後編では、実際に運用負荷を低減させる制度設計の際の3つのポイントについて解説します。
(1)通勤手当の制度はシンプルに
まず、どんな手当でも同じかとは思いますが、制度をシンプルにすることが大前提となります。
通勤手当で発生しがちなのは、勤務先の地域や交通手段で特例を認めたり、特殊な条件を用意したりする(例:都道府県ごとにガソリン単価を設定する、など)ことです。
そのため、なるべく上記のような制度は避けて、全社統一で同一のルールとすることをお勧めします。
(2)交通費支給の決定条件と算出方法を明確に
次に交通費支給の条件を極力明確にすることが必要です。
- 最寄り駅までの距離は道なりなのか直線距離なのか
- 駅の出入り口は考慮するのか
- 最安経路よりも所要時間が短い経路があった場合の許容率
- その事業所で利用できる最寄り駅はどこか
など、一般的に利用される経路の決定条件を明確にしておくことで、従業員からの不要な問い合わせを削減することにつながるでしょう。また、
- 「経済的」「合理的」と判断した経路
- 最安経路よりも「大幅な」所要時間短縮が見込める経路なら許可する
というようなあいまいな基準を極力残さないこともポイントです。さらに、
- 距離の算出については○○社の地図ソフト利用の結果とする
- 決定経路は申請サービス内で表示された上位5経路の中から選択するものとする
- 原則、表示外の経路は認められないが、親族の介護、子女の通園などやむを得ない事情がある場合は、その理由を申請内に記載し、上長の承認を得ること。ただし最終的な経路決定の判断は人事部で行う
といったように、距離や金額の算出方法も明確にしておくことが重要です。これらが制度に定められていないと、
- 「自分の地図ソフトだと2kmと表示されているから、バスを利用してもいいはず」
- 「自分がよく利用しているサイトでは、表示されている最安経路は表示されない」
といったように、申請ごとの判断や従業員との条件交渉が発生してしまう可能性があり、担当者の業務負担を大きくするとともに、従業員の納得性を低下させます。
ここで重要となるのは、前回の記事で前提として記載した、通勤手当を「手当」として考えるのか、「実費」として考えるのかという判断軸です。

* [処理するデータ]:
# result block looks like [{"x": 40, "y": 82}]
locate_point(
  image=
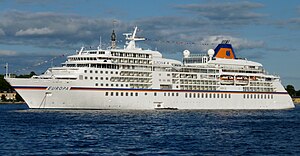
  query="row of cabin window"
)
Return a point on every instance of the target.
[
  {"x": 112, "y": 85},
  {"x": 121, "y": 94},
  {"x": 136, "y": 94},
  {"x": 130, "y": 55},
  {"x": 101, "y": 72},
  {"x": 206, "y": 95},
  {"x": 96, "y": 78},
  {"x": 257, "y": 96}
]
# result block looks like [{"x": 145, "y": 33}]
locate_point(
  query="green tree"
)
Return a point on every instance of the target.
[
  {"x": 3, "y": 97},
  {"x": 291, "y": 90}
]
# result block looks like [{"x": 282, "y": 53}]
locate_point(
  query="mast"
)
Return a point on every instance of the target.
[
  {"x": 113, "y": 40},
  {"x": 6, "y": 70}
]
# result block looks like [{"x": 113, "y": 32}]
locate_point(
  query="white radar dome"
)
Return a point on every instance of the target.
[
  {"x": 210, "y": 52},
  {"x": 186, "y": 53}
]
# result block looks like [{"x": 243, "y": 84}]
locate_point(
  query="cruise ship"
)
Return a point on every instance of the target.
[{"x": 139, "y": 79}]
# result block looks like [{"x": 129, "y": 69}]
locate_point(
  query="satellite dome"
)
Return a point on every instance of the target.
[
  {"x": 210, "y": 52},
  {"x": 186, "y": 53}
]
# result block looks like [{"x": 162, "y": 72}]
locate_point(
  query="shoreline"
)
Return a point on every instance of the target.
[{"x": 21, "y": 102}]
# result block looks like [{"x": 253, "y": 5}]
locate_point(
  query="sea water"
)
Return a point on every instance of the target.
[{"x": 26, "y": 131}]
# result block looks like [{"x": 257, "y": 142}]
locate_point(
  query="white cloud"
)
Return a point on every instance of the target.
[
  {"x": 34, "y": 31},
  {"x": 8, "y": 53}
]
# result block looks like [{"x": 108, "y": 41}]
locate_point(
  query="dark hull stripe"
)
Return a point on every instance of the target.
[{"x": 144, "y": 90}]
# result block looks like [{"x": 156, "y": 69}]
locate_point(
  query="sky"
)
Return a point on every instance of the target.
[{"x": 35, "y": 34}]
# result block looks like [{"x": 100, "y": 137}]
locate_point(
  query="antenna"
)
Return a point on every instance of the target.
[
  {"x": 100, "y": 43},
  {"x": 6, "y": 70}
]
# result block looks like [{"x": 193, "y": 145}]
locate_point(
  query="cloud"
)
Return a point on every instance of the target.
[
  {"x": 34, "y": 31},
  {"x": 225, "y": 13},
  {"x": 8, "y": 53},
  {"x": 53, "y": 30}
]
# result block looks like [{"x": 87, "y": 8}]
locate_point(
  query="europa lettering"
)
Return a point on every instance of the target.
[{"x": 58, "y": 88}]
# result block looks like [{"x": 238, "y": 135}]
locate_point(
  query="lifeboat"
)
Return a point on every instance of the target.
[
  {"x": 241, "y": 80},
  {"x": 227, "y": 79}
]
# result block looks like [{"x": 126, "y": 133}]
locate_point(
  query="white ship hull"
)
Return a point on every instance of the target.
[
  {"x": 70, "y": 96},
  {"x": 133, "y": 78}
]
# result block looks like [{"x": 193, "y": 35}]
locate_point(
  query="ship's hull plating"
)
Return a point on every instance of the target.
[{"x": 66, "y": 95}]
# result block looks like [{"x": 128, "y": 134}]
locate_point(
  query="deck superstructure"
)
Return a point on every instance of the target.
[{"x": 133, "y": 78}]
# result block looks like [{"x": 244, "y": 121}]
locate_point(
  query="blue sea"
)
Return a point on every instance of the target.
[{"x": 26, "y": 131}]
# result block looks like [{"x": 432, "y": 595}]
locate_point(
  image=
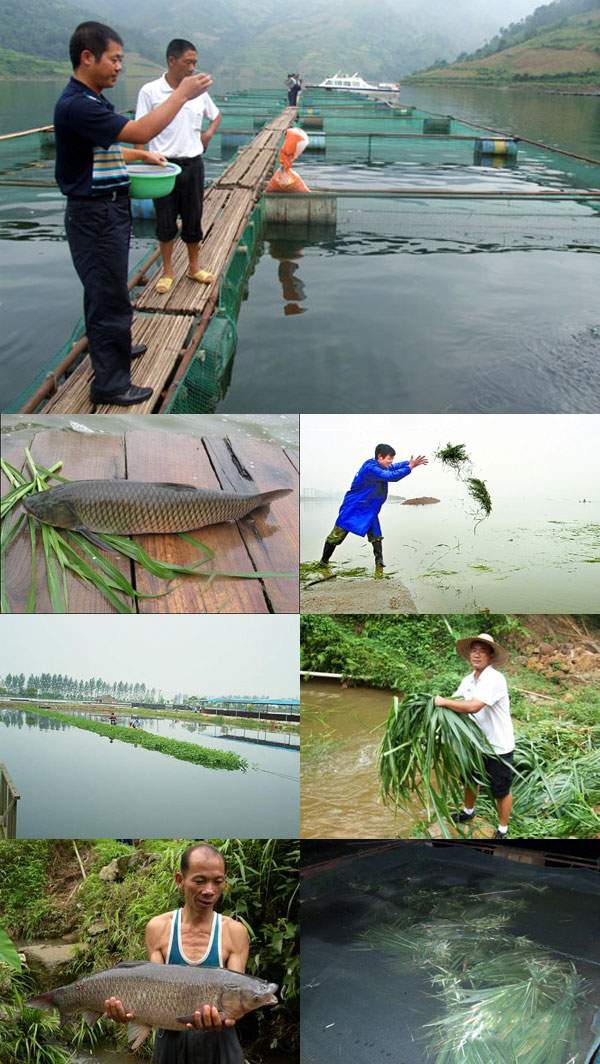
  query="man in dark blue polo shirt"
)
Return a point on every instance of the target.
[{"x": 92, "y": 173}]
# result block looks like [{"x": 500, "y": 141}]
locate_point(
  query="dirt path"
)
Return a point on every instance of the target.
[{"x": 361, "y": 595}]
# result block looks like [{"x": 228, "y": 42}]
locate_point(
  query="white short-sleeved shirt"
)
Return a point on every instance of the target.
[
  {"x": 181, "y": 137},
  {"x": 495, "y": 718}
]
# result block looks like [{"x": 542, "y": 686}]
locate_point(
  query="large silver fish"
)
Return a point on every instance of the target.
[
  {"x": 159, "y": 995},
  {"x": 130, "y": 508}
]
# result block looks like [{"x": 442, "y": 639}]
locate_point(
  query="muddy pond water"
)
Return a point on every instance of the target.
[
  {"x": 340, "y": 733},
  {"x": 83, "y": 785}
]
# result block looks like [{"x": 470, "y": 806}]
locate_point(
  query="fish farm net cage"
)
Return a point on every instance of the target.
[
  {"x": 418, "y": 953},
  {"x": 403, "y": 180}
]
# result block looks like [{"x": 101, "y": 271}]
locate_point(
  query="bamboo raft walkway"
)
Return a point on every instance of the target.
[
  {"x": 268, "y": 541},
  {"x": 172, "y": 325}
]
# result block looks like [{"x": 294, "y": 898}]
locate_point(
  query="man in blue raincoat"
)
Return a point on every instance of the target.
[{"x": 360, "y": 509}]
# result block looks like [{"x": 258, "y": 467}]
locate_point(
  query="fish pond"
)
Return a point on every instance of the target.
[
  {"x": 438, "y": 561},
  {"x": 342, "y": 730},
  {"x": 366, "y": 952},
  {"x": 93, "y": 786},
  {"x": 417, "y": 303}
]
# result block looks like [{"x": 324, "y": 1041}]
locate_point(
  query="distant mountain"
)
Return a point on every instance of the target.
[
  {"x": 559, "y": 42},
  {"x": 256, "y": 43}
]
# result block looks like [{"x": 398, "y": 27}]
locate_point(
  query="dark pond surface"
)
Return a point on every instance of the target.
[
  {"x": 78, "y": 784},
  {"x": 343, "y": 982}
]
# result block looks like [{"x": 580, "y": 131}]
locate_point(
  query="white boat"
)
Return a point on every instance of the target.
[{"x": 353, "y": 83}]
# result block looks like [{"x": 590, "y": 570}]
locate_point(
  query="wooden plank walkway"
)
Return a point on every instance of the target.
[
  {"x": 266, "y": 541},
  {"x": 167, "y": 322}
]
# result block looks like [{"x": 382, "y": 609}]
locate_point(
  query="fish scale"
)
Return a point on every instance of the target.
[{"x": 131, "y": 508}]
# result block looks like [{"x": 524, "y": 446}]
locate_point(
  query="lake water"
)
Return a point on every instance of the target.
[
  {"x": 94, "y": 787},
  {"x": 436, "y": 558},
  {"x": 438, "y": 284}
]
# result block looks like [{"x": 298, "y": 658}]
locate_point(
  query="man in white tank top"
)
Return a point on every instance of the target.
[
  {"x": 485, "y": 694},
  {"x": 196, "y": 935}
]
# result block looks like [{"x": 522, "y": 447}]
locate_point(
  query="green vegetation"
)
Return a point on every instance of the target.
[
  {"x": 430, "y": 752},
  {"x": 109, "y": 919},
  {"x": 556, "y": 792},
  {"x": 501, "y": 996},
  {"x": 175, "y": 748},
  {"x": 72, "y": 552},
  {"x": 18, "y": 64},
  {"x": 559, "y": 43},
  {"x": 455, "y": 456}
]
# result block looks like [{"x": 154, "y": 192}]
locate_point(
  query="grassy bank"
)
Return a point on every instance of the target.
[
  {"x": 175, "y": 748},
  {"x": 43, "y": 896},
  {"x": 554, "y": 702}
]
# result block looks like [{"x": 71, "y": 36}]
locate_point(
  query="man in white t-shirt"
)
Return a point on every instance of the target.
[
  {"x": 484, "y": 693},
  {"x": 183, "y": 143}
]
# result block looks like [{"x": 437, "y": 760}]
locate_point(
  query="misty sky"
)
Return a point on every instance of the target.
[
  {"x": 206, "y": 655},
  {"x": 543, "y": 455}
]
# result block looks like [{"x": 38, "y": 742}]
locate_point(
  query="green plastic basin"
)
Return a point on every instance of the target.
[{"x": 151, "y": 182}]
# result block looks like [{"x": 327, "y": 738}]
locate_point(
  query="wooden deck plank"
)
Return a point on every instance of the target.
[
  {"x": 215, "y": 203},
  {"x": 228, "y": 204},
  {"x": 181, "y": 459},
  {"x": 84, "y": 458},
  {"x": 271, "y": 535},
  {"x": 164, "y": 334}
]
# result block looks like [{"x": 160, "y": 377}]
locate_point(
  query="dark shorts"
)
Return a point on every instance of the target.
[
  {"x": 198, "y": 1047},
  {"x": 185, "y": 201},
  {"x": 338, "y": 534},
  {"x": 500, "y": 774}
]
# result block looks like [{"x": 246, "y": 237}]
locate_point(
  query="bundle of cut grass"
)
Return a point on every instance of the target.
[
  {"x": 453, "y": 455},
  {"x": 430, "y": 751},
  {"x": 479, "y": 494},
  {"x": 65, "y": 551}
]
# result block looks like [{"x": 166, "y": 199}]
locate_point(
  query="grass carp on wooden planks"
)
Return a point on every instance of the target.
[
  {"x": 131, "y": 508},
  {"x": 159, "y": 995}
]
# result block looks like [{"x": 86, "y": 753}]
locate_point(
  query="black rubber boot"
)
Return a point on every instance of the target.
[
  {"x": 328, "y": 551},
  {"x": 378, "y": 551}
]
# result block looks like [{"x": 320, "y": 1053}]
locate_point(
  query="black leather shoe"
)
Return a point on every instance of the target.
[{"x": 129, "y": 398}]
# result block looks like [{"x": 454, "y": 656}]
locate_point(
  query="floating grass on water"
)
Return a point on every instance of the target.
[
  {"x": 176, "y": 748},
  {"x": 504, "y": 999},
  {"x": 479, "y": 493},
  {"x": 70, "y": 552},
  {"x": 453, "y": 455},
  {"x": 430, "y": 751}
]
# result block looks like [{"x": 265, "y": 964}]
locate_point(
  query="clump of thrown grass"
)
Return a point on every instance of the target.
[
  {"x": 176, "y": 748},
  {"x": 65, "y": 551},
  {"x": 430, "y": 751},
  {"x": 453, "y": 455},
  {"x": 503, "y": 997},
  {"x": 479, "y": 493}
]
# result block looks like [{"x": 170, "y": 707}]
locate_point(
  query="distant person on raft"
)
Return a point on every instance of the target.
[
  {"x": 183, "y": 143},
  {"x": 92, "y": 172},
  {"x": 360, "y": 509}
]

* [短い問題 1]:
次の(a)〜(c)の記述が読解文の内容と一致するかどうかを判断し、それぞれ「はい」か「いいえ」で答えてください。各答えには、判断の決め手となる読解文の言葉をそのまま引用して添えてください。
(a) 読解文は、勤務先の地域ごとに特例を設ける制度を勧めている。
(b) 決定経路は、申請サービス内で表示された上位5経路の中から選ぶという例が挙げられている。
(c) 表示外の経路を申請した場合、最終的な経路決定の判断は上長が行う。
* [短い問題 2]:
一覧から、文字列「shirt」を含む行をすべて抜き出してください。大文字と小文字は区別します。

* [解答 1]:
(a) いいえ。「なるべく上記のような制度は避けて、全社統一で同一のルールとすることをお勧めします。」
(b) はい。「決定経路は申請サービス内で表示された上位5経路の中から選択するものとする」
(c) いいえ。「ただし最終的な経路決定の判断は人事部で行う」

* [解答 2]:
  query="man in dark blue polo shirt"
  query="white short-sleeved shirt"
  query="man in white t-shirt"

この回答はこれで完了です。